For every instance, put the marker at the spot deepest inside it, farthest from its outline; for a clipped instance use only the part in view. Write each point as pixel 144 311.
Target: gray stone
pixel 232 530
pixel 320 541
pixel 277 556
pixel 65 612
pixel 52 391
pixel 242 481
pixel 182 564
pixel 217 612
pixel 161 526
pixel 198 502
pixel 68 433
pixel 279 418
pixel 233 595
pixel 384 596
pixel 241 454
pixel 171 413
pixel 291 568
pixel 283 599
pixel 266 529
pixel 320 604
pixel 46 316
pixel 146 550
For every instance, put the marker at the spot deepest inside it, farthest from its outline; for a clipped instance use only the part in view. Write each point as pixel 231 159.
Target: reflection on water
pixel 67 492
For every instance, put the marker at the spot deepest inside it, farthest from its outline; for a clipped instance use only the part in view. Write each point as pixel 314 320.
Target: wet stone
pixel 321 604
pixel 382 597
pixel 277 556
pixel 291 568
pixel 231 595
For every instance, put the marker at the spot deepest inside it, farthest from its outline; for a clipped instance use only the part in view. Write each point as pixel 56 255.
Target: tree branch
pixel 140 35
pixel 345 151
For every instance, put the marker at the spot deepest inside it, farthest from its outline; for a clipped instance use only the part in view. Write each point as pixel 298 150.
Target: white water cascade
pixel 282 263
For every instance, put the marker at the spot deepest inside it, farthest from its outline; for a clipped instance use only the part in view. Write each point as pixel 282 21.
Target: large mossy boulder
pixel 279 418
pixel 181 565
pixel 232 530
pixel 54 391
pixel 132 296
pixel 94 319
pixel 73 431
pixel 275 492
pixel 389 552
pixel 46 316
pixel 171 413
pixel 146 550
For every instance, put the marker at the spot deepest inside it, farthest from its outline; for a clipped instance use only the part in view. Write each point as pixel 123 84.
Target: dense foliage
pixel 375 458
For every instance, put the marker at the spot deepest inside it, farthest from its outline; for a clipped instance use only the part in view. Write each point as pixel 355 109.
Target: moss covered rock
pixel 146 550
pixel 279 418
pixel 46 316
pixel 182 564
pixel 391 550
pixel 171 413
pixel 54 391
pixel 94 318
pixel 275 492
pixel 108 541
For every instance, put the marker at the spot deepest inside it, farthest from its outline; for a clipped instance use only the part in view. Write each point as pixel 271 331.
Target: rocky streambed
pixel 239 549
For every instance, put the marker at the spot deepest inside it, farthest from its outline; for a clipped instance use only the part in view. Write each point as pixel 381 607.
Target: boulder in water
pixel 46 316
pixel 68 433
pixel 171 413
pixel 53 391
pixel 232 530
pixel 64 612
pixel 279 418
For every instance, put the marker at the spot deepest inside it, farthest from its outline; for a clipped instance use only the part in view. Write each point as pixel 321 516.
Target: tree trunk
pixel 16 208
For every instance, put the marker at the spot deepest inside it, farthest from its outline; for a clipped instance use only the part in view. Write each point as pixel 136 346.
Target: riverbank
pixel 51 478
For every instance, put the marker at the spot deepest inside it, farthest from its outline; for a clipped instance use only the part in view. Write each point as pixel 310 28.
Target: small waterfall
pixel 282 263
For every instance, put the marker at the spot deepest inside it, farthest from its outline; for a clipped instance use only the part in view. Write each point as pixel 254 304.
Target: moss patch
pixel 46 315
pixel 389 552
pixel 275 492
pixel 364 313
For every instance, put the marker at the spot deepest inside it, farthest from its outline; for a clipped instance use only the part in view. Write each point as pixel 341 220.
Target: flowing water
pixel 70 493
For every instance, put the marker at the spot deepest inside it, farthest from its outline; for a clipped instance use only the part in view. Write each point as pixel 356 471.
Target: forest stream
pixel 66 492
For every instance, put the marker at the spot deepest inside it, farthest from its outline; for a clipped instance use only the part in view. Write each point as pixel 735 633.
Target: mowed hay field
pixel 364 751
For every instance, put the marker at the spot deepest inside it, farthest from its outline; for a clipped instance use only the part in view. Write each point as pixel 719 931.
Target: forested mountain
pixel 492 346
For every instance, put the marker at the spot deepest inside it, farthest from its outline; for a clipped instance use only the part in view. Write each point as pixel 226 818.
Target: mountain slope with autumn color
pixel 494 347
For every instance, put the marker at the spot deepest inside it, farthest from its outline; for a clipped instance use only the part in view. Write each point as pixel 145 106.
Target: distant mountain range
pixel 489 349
--
◆ **Action item**
Please repeat the complete material exactly, with nothing omitted.

◆ **Completed task**
For every instance, put the marker at the spot deepest inside it, farthest from its outline; for a clipped instance use only the part in view. Write each point as pixel 144 311.
Target: gray stone
pixel 232 530
pixel 320 541
pixel 277 556
pixel 65 612
pixel 52 391
pixel 242 481
pixel 182 564
pixel 217 612
pixel 161 526
pixel 198 502
pixel 68 433
pixel 279 418
pixel 233 595
pixel 384 596
pixel 241 454
pixel 171 413
pixel 291 568
pixel 283 599
pixel 266 529
pixel 320 604
pixel 46 316
pixel 146 550
For every instance, put the marker at the spot deepest inside it, farthest from its outline; for a clipped instance use only the part in view. Write each point as pixel 231 159.
Target: reflection on water
pixel 67 492
For every instance, put the marker at the spot deepest inside it, farthest from its outline; for a clipped instance use only the part in view. Write each point as pixel 314 320.
Target: wet stone
pixel 321 604
pixel 382 597
pixel 277 556
pixel 291 568
pixel 231 595
For every instance, put the marker at the spot deepest inside it, farthest from its outline; for a clipped instance use only the part in view. Write each point as pixel 56 255.
Target: tree branch
pixel 140 35
pixel 345 151
For every instance, put the marker at the spot deepest inside it, farthest from its outline; for a clipped instance use only the part in view. Write each point as pixel 298 150.
Target: white water cascade
pixel 282 263
For every instance, put the marker at the spot deepest inside it, farthest from its outline; for a clipped instance use only the part in view. Write each point as pixel 282 21.
Target: large mossy boulder
pixel 279 418
pixel 181 565
pixel 232 530
pixel 54 391
pixel 132 296
pixel 94 319
pixel 73 431
pixel 275 492
pixel 389 552
pixel 46 316
pixel 171 413
pixel 146 550
For every instance, put the marker at the spot deepest inside it, farthest from its outline; for a clipped instance use only the part in view. Write each point as pixel 123 84.
Target: dense foliage
pixel 375 458
For every instance, put the marker at the spot deepest inside it, farthest from its outline; for a clipped instance use only the part in view. Write each point as pixel 355 109.
Target: moss covered rock
pixel 146 550
pixel 279 418
pixel 46 316
pixel 182 564
pixel 391 550
pixel 171 413
pixel 54 391
pixel 94 318
pixel 275 492
pixel 108 541
For every instance, put the marker at the spot deepest inside it, farthest from its outline; for a clipped instance use only the part in view. Write each point as pixel 271 331.
Target: rocky streambed
pixel 239 549
For every instance, put the marker at the spot deepest inside it, farthest from its outline; for a clipped instance use only the part in view. Write each point as pixel 381 607.
Target: boulder in water
pixel 46 316
pixel 68 433
pixel 171 413
pixel 53 391
pixel 232 530
pixel 64 612
pixel 279 418
For every instance, put the marker at the spot deepest inside it, farthest from its outline; for a clipped instance use only the part in view. Write each point as pixel 321 516.
Target: tree trunk
pixel 16 208
For every instance, put the marker at the spot deepest inside it, farthest from its outline; for a clipped instance use only the part in view. Write each point as pixel 136 346.
Target: riverbank
pixel 51 478
For every instance, put the marker at the spot deepest inside it, farthest from its outline; for a clipped instance use only the part in view. Write each point as pixel 310 28.
Target: small waterfall
pixel 282 263
For every instance, put the marker at the spot deepest inside it, farthest from its outline; for a clipped instance use only the part in view. Write each point as pixel 254 304.
Target: moss patch
pixel 46 315
pixel 389 552
pixel 275 492
pixel 364 313
For every instance, put the marker at the spot deepest inside it, farthest from its outline; for a clipped instance use only the part in view. Write each point as pixel 341 220.
Target: flowing water
pixel 70 493
For every instance, put the marker at the spot deepest inside it, farthest from its outline; for a clipped instance use only the part in view. Write each point as pixel 356 471.
Target: forest stream
pixel 66 492
For every instance, put the marker at the spot deepest inside it, farthest from its outline; for a clipped instance use only the part in view. Write each point as pixel 735 633.
Target: mowed hay field
pixel 364 751
For every instance, put the marker at the spot deepest inside it, farthest from its outline; for a clipped instance use only the part in view. Write each point as pixel 719 931.
Target: forested mountain
pixel 492 346
For every instance, put the marker at the spot deepest inside it, farthest from its outline; for a clipped instance use only the part in view. Write each point as pixel 226 818.
Target: mountain slope with autumn color
pixel 494 347
For every instance, put the marker at the spot deepest inside it, farthest from its outline; for a clipped instance use only the part in view. Write each point as pixel 145 106.
Target: distant mountain range
pixel 489 349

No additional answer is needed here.